### Extracted text

##############################

Working from home…what happens when we return to work?

The current situation with COVID 19 has forced us all to assess what the conventional workplace means to us all. Why do we ‘go to work’? For years, we have worked with clients posing the very question this virus has now forced us all to confront. Some organisations are so intrinsically prepared to work from home, they are like the ducks taking to water during my Penny walks around the local canals – moving from one mode to another seamlessly. These are the companies that have already separated ‘activity’ from ‘place’. Others will struggle as they grapple with presenteeism and control.

Working from home (WFH) is not solely about IT/connectivity nor the correct ergonomic sitting position (however important these individually might be). The biggest factor in the success of home working is the culture of the organisation to empower individuals to feel they can work wherever they feel supports them best.

The big question is though – what will happen when we return to work? Many companies will realise that WFH is a viable alternative to office attendance. WFH can begin to be the cornerstone of wider flexible working and allow a rethink about the amount of space organisations need.

##############################

### Source records

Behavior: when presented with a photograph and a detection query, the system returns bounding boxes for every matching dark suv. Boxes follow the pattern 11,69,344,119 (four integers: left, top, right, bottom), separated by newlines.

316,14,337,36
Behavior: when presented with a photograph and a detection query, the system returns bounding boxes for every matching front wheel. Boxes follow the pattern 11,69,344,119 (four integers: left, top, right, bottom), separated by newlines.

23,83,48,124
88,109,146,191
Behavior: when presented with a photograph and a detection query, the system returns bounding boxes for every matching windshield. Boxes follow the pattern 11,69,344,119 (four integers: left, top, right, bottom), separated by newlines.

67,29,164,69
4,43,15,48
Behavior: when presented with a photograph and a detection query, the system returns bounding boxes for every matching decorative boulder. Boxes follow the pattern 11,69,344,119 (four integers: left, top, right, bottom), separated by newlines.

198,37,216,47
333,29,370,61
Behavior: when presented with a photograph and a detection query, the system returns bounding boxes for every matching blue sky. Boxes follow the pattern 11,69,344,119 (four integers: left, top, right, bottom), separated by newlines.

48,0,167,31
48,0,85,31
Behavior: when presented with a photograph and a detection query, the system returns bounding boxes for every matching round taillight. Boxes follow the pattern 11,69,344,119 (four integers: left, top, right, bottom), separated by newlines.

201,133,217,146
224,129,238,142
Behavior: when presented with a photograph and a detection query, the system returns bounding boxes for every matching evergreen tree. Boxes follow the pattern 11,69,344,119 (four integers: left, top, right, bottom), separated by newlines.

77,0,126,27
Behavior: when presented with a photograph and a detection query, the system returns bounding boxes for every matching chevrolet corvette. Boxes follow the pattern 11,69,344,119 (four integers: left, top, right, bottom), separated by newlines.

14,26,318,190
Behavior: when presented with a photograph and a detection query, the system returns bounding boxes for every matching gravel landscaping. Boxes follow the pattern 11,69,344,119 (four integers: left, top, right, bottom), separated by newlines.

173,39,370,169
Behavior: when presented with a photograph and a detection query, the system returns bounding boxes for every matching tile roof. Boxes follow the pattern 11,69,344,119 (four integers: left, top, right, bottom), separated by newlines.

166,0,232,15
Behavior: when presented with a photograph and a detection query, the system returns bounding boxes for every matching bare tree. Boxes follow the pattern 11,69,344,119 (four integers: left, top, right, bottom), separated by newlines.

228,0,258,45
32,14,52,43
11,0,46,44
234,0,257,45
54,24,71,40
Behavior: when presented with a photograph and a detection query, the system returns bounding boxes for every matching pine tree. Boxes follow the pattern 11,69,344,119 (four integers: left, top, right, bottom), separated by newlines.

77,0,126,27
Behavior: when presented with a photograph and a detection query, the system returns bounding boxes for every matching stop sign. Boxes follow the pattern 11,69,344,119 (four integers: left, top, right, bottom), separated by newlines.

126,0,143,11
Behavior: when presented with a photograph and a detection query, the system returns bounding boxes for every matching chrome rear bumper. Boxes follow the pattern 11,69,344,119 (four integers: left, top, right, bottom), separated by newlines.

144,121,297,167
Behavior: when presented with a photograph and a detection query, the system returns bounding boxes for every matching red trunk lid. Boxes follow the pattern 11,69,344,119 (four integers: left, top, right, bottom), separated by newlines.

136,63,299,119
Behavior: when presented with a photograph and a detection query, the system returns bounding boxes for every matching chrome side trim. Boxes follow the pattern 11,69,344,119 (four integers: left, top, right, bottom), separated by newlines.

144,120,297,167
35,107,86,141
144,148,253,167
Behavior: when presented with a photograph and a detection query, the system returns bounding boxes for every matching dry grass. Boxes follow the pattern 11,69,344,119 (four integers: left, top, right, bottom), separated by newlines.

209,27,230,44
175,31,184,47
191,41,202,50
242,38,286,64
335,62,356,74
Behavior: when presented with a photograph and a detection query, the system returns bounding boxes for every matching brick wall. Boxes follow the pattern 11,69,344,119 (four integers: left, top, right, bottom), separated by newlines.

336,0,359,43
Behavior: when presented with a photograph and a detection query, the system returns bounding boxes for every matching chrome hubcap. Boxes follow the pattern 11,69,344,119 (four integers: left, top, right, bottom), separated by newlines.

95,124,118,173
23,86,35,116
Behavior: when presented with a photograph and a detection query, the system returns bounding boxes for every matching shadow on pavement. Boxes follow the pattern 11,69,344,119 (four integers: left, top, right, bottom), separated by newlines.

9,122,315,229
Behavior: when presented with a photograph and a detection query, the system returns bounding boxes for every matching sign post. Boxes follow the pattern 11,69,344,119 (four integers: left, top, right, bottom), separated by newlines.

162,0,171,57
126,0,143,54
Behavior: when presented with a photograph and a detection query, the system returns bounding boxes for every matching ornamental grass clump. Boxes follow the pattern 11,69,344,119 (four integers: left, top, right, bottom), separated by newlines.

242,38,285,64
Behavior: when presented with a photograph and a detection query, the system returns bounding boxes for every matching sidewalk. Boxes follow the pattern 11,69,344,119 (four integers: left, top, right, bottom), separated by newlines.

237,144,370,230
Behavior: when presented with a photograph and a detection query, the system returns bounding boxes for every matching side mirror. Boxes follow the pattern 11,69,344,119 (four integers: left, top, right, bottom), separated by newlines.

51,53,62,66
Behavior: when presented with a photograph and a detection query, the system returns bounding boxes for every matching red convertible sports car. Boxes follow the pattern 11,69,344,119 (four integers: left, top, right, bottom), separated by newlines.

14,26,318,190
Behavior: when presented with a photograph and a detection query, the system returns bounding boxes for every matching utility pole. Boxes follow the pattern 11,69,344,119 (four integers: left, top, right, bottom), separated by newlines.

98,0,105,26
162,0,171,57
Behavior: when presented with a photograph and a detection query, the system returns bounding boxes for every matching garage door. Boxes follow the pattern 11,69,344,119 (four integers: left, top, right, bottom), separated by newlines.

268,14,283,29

##############################

Continue the piece on working from home during COVID-19 after its final sentence, about rethinking how much space organizations need.

So, let’s list the benefits:

• Less time commuting – this time can used to better effect working/living/playing
• Less CO2 emissions traveling – good for the environment
• Less demand on infrastructure – taking strain of rail & roads at peak times
• Less space needed – environmental benefits of not building & maintaining more office space than necessary
• More choice and empowerment of users to select the time & place they undertake work activities

But what do I miss?

• Banter & camaraderie
• Other people’s musical taste (and yes – that includes you, John)
• Bouncing ideas around
• The small but valuable insights made in passing

If any good is to come from this pandemic, then it will be to dislocate the idea of workplace & work. We need to start looking at commercial property as a facilitator of activity rather than the ‘seat of power’ – it’s a village not a castle. The office will no longer be a place where stuff gets done – it will be a place where teams are built, and culture reinforced.

Once this is over, and we are through the other side, the industry needs to dust itself down and take a moment to re-evaluate workplace design. We will continue to work with people to optimise the utilisation of their space, reduce their impact on the environment and foster great places to work through great leadership, culture and support facilities….and we’ll make them look good too!

I’m working from home today…so I’m off to walk Penny whilst I make some calls.